— DOCUMENT SEGMENT —
Greenhouse gas emissions and air pollutant from transport.

Trends in emissions of greenhouse gases and pollutants from the transport sector have been balanced since 1990. More information on emissions trends from the transport sector in Slovakia.

Total emissions

Transport is a major source of greenhouse gases and air pollutants. Despite the improving efficiency of in-vehicle engines over the last decade, road transport in particular, is a major source of emissions of carbon dioxide (CO2), nitrogen oxides (NOx), carbon monoxide (CO), particulate matter (PM) and copper.

The overall increase in demand for passenger and freight transport, insufficient compliance with and control of specified emission standards in the past, led to the non-compliance of preconditions towards the goal of reducing emissions. A good example is the average NOx emissions from diesel engines of the EURO 5 emission standards when tested in real operation. Here, emissions were at about the same level as previous technologies set by older standards, and in some cases even exceeding the limits set by standards before the Euro standard. Thus, these emissions did not decrease much, which means that the reduction was not as high as expected.

— TO DO —
[1] Translate this sentence from the text on transport emissions into Spanish: "Transport is a major source of greenhouse gases and air pollutants."
[2] In the text on transport emissions, swap "copper" for "lead" and give the passage between "Total emissions" and "(PM) and copper.", inclusive.
[3] Write the next part of the text on transport emissions, picking up after its final sentence.
The material after this comes from a separate source.

— Dataset entries —
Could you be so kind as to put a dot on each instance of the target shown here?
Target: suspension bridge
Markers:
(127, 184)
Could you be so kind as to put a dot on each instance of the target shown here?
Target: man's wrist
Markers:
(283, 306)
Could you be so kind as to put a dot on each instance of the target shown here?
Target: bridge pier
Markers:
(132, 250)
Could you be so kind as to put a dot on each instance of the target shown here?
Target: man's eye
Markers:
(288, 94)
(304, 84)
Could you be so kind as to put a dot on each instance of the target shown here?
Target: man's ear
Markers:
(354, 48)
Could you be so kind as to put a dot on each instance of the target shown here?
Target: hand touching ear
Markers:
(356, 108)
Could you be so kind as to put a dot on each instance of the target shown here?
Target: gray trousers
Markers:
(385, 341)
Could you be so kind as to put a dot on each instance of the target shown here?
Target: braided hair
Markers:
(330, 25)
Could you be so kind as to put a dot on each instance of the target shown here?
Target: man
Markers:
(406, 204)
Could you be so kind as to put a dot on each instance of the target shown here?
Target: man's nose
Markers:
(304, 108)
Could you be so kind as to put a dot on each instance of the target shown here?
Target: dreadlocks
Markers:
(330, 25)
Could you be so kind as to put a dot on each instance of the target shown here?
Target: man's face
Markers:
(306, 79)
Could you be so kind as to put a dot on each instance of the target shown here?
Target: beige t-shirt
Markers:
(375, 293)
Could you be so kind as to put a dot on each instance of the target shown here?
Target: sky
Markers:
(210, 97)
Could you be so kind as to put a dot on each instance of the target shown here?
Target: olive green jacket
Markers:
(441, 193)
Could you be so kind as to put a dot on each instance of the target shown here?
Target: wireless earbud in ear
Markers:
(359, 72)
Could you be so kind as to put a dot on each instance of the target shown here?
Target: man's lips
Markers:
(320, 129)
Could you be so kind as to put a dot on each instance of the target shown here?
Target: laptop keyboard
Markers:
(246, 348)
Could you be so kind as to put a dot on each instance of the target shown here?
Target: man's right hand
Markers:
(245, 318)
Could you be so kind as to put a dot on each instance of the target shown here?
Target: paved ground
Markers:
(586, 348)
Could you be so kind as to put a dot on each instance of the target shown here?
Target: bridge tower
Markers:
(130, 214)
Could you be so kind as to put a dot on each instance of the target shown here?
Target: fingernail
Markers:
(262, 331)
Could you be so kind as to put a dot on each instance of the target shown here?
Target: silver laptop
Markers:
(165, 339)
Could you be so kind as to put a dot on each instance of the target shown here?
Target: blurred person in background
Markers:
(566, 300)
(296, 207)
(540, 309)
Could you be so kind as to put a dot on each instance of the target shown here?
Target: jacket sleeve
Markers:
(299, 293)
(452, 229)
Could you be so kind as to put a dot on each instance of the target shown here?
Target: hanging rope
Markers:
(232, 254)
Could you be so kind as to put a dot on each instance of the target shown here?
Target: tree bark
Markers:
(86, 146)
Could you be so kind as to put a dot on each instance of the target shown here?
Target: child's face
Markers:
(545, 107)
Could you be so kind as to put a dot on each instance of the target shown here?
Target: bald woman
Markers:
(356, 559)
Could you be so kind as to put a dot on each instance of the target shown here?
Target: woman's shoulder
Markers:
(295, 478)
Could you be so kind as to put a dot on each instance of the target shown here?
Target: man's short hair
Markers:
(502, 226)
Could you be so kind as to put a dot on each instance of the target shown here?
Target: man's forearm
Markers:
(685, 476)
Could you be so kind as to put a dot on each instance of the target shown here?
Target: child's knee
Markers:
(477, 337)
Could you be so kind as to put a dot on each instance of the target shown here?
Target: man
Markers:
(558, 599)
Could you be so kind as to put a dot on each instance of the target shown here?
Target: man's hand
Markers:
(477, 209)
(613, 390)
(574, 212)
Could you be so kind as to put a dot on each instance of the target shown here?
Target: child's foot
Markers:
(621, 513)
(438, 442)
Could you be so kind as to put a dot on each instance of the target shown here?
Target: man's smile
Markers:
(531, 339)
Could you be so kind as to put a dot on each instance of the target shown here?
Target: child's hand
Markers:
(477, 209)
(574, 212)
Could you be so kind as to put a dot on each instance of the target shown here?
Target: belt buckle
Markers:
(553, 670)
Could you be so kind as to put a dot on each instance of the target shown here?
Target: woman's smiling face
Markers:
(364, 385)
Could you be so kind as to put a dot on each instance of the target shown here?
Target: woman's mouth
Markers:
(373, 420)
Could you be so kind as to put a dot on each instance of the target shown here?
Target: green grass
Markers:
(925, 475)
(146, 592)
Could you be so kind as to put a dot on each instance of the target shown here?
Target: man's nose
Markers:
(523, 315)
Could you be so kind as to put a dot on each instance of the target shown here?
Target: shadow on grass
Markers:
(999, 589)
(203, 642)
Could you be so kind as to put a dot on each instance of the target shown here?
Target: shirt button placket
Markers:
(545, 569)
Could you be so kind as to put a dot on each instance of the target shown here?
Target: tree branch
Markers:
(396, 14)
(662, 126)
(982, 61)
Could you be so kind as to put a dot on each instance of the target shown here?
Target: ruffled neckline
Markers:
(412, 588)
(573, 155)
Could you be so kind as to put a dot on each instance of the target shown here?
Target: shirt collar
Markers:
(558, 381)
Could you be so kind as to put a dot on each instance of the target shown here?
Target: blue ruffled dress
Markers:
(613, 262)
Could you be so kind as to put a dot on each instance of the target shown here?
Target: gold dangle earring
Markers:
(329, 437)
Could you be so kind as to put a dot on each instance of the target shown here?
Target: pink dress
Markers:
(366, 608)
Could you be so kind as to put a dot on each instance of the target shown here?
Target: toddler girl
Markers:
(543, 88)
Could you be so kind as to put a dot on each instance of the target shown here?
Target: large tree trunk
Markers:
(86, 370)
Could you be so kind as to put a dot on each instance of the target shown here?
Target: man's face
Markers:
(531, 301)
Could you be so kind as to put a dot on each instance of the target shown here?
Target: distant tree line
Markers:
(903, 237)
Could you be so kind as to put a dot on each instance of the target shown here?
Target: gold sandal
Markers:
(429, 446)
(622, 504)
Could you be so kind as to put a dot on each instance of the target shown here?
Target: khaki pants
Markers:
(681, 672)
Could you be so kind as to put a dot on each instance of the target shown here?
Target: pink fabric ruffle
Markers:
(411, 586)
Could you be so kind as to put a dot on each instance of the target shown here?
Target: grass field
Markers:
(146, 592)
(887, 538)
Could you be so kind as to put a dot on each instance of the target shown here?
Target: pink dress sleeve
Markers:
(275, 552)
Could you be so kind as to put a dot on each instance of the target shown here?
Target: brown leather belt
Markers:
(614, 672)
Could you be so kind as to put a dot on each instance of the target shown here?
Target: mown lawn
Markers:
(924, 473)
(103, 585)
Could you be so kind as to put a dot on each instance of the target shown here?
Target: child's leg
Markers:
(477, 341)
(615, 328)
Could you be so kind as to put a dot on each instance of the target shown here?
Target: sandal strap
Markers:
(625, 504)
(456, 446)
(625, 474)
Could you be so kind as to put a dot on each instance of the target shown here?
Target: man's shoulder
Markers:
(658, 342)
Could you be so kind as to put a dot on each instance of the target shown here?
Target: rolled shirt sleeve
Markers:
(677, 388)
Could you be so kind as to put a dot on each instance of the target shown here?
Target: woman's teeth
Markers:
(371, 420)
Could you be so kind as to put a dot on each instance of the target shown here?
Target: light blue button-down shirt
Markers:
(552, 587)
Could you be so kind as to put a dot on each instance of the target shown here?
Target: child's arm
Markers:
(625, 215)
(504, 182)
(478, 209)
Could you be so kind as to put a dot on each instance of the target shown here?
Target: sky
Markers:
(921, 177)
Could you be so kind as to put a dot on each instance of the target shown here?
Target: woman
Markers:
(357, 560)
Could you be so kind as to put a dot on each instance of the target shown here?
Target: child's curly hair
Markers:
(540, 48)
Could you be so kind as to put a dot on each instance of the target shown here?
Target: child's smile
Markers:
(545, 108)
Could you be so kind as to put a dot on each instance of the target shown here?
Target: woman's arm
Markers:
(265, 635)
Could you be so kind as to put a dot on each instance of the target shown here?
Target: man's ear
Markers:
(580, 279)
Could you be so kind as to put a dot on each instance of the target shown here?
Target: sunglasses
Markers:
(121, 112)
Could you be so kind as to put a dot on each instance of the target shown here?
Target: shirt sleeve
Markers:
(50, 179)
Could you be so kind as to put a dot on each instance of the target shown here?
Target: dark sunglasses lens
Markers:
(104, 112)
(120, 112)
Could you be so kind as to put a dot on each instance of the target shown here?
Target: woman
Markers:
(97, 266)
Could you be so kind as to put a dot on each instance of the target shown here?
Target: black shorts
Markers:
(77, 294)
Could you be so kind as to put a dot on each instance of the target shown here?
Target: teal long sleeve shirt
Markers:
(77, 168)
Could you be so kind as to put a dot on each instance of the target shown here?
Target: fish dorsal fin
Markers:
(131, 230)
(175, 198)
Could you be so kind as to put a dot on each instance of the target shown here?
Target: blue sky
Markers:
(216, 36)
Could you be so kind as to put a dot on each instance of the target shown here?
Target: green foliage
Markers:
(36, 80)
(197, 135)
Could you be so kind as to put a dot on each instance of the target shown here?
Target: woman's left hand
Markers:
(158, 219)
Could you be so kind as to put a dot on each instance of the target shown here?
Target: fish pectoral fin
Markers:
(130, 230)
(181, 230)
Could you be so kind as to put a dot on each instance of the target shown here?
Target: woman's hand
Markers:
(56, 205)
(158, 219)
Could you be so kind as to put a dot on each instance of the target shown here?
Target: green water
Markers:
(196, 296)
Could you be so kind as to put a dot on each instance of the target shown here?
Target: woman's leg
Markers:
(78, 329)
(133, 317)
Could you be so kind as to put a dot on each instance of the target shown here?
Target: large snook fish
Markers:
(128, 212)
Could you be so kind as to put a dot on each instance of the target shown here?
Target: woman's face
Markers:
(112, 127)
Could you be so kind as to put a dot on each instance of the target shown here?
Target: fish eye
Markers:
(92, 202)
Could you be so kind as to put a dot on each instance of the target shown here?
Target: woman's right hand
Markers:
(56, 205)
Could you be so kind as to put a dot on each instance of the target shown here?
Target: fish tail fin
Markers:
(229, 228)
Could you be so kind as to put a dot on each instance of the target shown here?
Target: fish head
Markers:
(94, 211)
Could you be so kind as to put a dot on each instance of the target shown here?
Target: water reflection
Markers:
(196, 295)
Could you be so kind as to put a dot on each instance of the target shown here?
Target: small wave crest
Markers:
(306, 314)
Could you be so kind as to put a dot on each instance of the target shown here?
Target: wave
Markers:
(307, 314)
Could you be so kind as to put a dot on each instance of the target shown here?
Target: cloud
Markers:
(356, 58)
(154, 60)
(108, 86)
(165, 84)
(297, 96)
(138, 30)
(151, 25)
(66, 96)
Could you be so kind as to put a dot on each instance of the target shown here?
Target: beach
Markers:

— SET OF ANSWERS —
[1] El transporte es una fuente importante de gases de efecto invernadero y contaminantes atmosféricos.

[2]
Total emissions

Transport is a major source of greenhouse gases and air pollutants. Despite the improving efficiency of in-vehicle engines over the last decade, road transport in particular, is a major source of emissions of carbon dioxide (CO2), nitrogen oxides (NOx), carbon monoxide (CO), particulate matter (PM) and lead.

[3]
Total greenhouse gas emissions from the transport sector in the last year (2020) accounted for 19% of all greenhouse gas emissions in Slovakia, which is 7 069 Gg CO2  eq. The increase in these emissions compared to the base reference year 1990 is more than 3.6%. Between years 2019 and 2020 the first emission decreasion was observed (3.6%) due to the COVID pandemic. Road transport has the largest share on transport sector - almost 94%.

NOx emissions are mainly produced by the combustion of diesel. In 2020, it was 18 Gg, which is about 33% of all nitrogen oxide emissions in Slovakia. Despite the high values, Slovakia has managed to reduce these emissions by 50% over the last 15 years, while the reduction compared to 1990 is 58%. This reduction is mainly due to the improvement of in-vehicle engine technology and the partial electrification of rail transport. Slowing down the reduction of these emissions was a fraud known as the "diesel gate". As part of this fraud, the on-board computer of certain vehicles was supposed to temporarily reduce the emissions produced by the engine by changing the engine settings in order to meet the emission limits (mentioned above) during the tests.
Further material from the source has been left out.